# Exercise prompt
The entries that follow need to be returned without any alteration.
--- --- ---
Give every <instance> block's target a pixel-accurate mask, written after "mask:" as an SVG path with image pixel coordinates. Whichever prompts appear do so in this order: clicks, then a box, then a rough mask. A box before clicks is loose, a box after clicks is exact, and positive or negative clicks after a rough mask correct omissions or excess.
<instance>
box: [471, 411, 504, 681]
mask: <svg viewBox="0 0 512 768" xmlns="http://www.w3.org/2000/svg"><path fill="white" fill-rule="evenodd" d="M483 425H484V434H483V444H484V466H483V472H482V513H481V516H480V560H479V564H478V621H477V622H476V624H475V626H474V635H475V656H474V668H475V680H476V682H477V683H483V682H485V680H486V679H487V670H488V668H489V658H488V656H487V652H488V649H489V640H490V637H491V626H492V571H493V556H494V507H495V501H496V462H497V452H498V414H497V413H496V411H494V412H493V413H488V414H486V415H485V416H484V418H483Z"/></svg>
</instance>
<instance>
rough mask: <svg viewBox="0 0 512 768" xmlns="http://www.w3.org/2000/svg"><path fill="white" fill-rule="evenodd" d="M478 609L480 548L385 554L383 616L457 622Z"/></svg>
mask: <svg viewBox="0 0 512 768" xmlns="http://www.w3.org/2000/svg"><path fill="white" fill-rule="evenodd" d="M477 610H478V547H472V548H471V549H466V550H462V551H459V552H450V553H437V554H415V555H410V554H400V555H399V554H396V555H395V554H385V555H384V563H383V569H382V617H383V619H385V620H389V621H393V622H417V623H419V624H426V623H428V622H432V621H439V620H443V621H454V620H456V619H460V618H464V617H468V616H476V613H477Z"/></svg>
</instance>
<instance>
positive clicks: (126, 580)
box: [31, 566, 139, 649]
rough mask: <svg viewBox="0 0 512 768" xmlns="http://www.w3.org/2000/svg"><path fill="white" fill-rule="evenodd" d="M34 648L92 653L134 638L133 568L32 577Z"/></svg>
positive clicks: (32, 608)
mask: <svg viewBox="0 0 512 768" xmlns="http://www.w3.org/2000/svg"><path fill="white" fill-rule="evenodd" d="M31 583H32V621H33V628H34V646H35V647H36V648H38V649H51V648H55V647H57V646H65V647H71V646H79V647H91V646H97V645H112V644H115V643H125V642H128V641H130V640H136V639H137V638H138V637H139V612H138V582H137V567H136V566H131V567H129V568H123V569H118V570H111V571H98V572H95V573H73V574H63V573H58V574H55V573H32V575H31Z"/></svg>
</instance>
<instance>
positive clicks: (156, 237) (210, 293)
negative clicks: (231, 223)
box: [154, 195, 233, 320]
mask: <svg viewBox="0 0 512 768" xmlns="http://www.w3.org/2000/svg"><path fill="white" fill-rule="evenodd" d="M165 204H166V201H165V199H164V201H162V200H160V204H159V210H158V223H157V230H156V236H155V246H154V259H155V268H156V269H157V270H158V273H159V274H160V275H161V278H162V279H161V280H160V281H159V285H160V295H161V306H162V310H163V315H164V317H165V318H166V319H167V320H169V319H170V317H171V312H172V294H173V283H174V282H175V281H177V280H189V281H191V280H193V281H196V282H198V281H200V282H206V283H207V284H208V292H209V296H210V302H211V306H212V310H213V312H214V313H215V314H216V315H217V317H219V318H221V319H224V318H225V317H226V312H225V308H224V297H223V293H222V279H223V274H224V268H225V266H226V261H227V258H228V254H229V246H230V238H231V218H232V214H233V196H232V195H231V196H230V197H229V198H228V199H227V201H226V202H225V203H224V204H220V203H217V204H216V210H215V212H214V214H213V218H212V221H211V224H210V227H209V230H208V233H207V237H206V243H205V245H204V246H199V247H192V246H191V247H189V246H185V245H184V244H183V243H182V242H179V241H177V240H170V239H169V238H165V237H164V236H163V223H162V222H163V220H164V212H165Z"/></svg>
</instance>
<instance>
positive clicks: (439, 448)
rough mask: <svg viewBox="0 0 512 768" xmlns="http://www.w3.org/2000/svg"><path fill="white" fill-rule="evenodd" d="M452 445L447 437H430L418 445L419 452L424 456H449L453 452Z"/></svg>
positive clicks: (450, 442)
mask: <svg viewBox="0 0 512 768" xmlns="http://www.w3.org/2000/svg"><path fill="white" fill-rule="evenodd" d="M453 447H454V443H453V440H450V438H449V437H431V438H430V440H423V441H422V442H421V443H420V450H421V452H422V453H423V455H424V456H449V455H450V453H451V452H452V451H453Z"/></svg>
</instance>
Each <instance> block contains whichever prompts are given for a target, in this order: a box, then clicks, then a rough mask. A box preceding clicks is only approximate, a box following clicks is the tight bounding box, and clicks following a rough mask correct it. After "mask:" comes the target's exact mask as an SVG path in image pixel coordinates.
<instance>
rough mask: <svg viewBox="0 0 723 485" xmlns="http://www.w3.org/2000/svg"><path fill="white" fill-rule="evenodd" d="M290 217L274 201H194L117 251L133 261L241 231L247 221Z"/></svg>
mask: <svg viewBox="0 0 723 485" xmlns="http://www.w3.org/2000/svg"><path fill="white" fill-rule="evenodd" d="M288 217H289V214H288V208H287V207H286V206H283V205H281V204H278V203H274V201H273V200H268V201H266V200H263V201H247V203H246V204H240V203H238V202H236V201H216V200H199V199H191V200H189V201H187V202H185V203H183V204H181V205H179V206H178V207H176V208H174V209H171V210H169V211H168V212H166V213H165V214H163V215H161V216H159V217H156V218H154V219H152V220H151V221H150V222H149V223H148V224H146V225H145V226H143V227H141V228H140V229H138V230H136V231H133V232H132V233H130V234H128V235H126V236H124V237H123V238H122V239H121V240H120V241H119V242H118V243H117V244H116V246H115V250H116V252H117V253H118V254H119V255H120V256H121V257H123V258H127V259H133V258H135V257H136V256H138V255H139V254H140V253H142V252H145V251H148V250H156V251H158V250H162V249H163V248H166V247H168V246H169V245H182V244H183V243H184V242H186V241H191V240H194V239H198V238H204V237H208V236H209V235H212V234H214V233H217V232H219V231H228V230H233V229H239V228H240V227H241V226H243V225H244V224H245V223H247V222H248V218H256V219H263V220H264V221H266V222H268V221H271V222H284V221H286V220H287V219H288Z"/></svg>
--- --- ---
# Exercise response
Give every <instance> block's target a pixel-accurate mask, written after "mask:" as an SVG path with image pixel coordinates. Whichever prompts appear do so in this order: clicks, then a box, then a rough mask. A box before clicks is loose, a box after clicks is exact, and positive or negative clicks after a rough mask correct omissions or excess.
<instance>
box: [471, 411, 504, 681]
mask: <svg viewBox="0 0 512 768" xmlns="http://www.w3.org/2000/svg"><path fill="white" fill-rule="evenodd" d="M483 425H484V434H483V444H484V466H483V472H482V513H481V516H480V560H479V564H478V621H477V622H476V624H475V626H474V635H475V656H474V668H475V680H476V682H477V683H483V682H485V680H486V679H487V670H488V668H489V658H488V656H487V652H488V649H489V640H490V637H491V626H492V571H493V556H494V507H495V501H496V462H497V452H498V414H497V413H496V411H494V412H493V413H488V414H486V415H485V416H484V418H483Z"/></svg>
</instance>
<instance>
rough mask: <svg viewBox="0 0 512 768" xmlns="http://www.w3.org/2000/svg"><path fill="white" fill-rule="evenodd" d="M478 609L480 548L385 554L383 616L457 622Z"/></svg>
mask: <svg viewBox="0 0 512 768" xmlns="http://www.w3.org/2000/svg"><path fill="white" fill-rule="evenodd" d="M477 610H478V547H472V548H471V549H466V550H462V551H459V552H450V553H437V554H415V555H410V554H400V555H399V554H396V555H395V554H385V555H384V563H383V569H382V617H383V619H385V620H389V621H393V622H417V623H419V624H426V623H428V622H432V621H439V620H443V621H454V620H456V619H460V618H464V617H468V616H476V613H477Z"/></svg>
</instance>
<instance>
positive clicks: (126, 580)
box: [31, 566, 139, 649]
rough mask: <svg viewBox="0 0 512 768" xmlns="http://www.w3.org/2000/svg"><path fill="white" fill-rule="evenodd" d="M34 648L92 653L134 638L133 568L32 577Z"/></svg>
positive clicks: (32, 608)
mask: <svg viewBox="0 0 512 768" xmlns="http://www.w3.org/2000/svg"><path fill="white" fill-rule="evenodd" d="M31 583H32V621H33V628H34V646H35V647H36V648H38V649H51V648H55V647H57V646H65V647H71V646H79V647H91V646H97V645H112V644H115V643H125V642H128V641H130V640H136V639H137V638H138V637H139V612H138V582H137V567H136V566H131V567H129V568H123V569H118V570H111V571H98V572H95V573H73V574H63V573H58V574H55V573H32V575H31Z"/></svg>
</instance>
<instance>
positive clicks: (156, 237) (210, 293)
negative clicks: (231, 223)
box: [154, 195, 233, 320]
mask: <svg viewBox="0 0 512 768" xmlns="http://www.w3.org/2000/svg"><path fill="white" fill-rule="evenodd" d="M165 204H166V201H165V199H164V201H162V200H160V204H159V210H158V223H157V230H156V236H155V246H154V259H155V268H156V269H157V270H158V273H159V274H160V275H161V278H162V279H161V280H160V281H159V285H160V295H161V306H162V310H163V315H164V317H165V318H166V319H167V320H169V319H170V317H171V312H172V294H173V283H174V282H175V281H177V280H189V281H191V280H193V281H196V282H198V281H200V282H206V283H207V284H208V292H209V296H210V302H211V306H212V310H213V312H214V313H215V314H216V315H217V317H219V318H221V319H224V318H225V317H226V312H225V308H224V297H223V293H222V279H223V274H224V268H225V266H226V261H227V258H228V254H229V246H230V238H231V218H232V214H233V196H232V195H231V196H230V197H229V198H228V199H227V201H226V202H225V203H224V204H220V203H217V204H216V210H215V212H214V214H213V218H212V221H211V224H210V227H209V230H208V233H207V237H206V243H205V245H204V246H199V247H192V246H191V247H189V246H185V245H184V244H183V243H182V242H179V241H177V240H170V239H169V238H165V237H164V236H163V223H162V222H163V220H164V212H165Z"/></svg>
</instance>
<instance>
positive clicks: (439, 448)
rough mask: <svg viewBox="0 0 512 768" xmlns="http://www.w3.org/2000/svg"><path fill="white" fill-rule="evenodd" d="M452 445L447 437H430L418 445L419 452L424 456H449L453 452Z"/></svg>
positive clicks: (450, 442)
mask: <svg viewBox="0 0 512 768" xmlns="http://www.w3.org/2000/svg"><path fill="white" fill-rule="evenodd" d="M453 447H454V443H453V440H450V438H449V437H431V438H430V440H423V441H422V442H421V443H420V450H421V452H422V453H423V455H424V456H449V455H450V453H451V452H452V451H453Z"/></svg>
</instance>
Each <instance> block contains whichever prompts are given for a target, in this order: a box, then clicks, then a rough mask. A box preceding clicks is only approximate, a box following clicks is the tight bounding box, and clicks following a rough mask correct it. After "mask:" comes the target's exact mask as an SVG path in image pixel coordinates.
<instance>
rough mask: <svg viewBox="0 0 723 485" xmlns="http://www.w3.org/2000/svg"><path fill="white" fill-rule="evenodd" d="M290 217L274 201H194L117 251L133 261L241 231L247 221Z"/></svg>
mask: <svg viewBox="0 0 723 485" xmlns="http://www.w3.org/2000/svg"><path fill="white" fill-rule="evenodd" d="M288 217H289V214H288V208H287V207H286V206H283V205H281V204H278V203H274V201H273V200H268V201H266V200H263V201H247V203H246V204H240V203H238V202H236V201H216V200H199V199H191V200H189V201H187V202H185V203H183V204H181V205H179V206H178V207H176V208H174V209H171V210H169V211H168V212H166V213H165V214H163V215H161V216H159V217H156V218H154V219H152V220H151V221H150V222H149V223H148V224H146V225H145V226H143V227H141V228H140V229H138V230H136V231H133V232H132V233H130V234H128V235H126V236H124V237H123V238H122V239H121V240H120V241H119V242H118V243H117V244H116V246H115V250H116V252H117V253H118V254H119V255H120V256H121V257H123V258H127V259H133V258H135V257H136V256H138V255H139V254H140V253H142V252H145V251H148V250H156V251H158V250H162V249H163V248H166V247H168V246H169V245H182V244H183V243H184V242H186V241H191V240H194V239H198V238H204V237H208V236H209V235H212V234H214V233H217V232H219V231H228V230H233V229H239V228H240V227H241V226H243V225H244V224H245V223H247V222H248V218H256V219H263V220H264V221H266V222H268V221H271V222H284V221H286V220H287V219H288Z"/></svg>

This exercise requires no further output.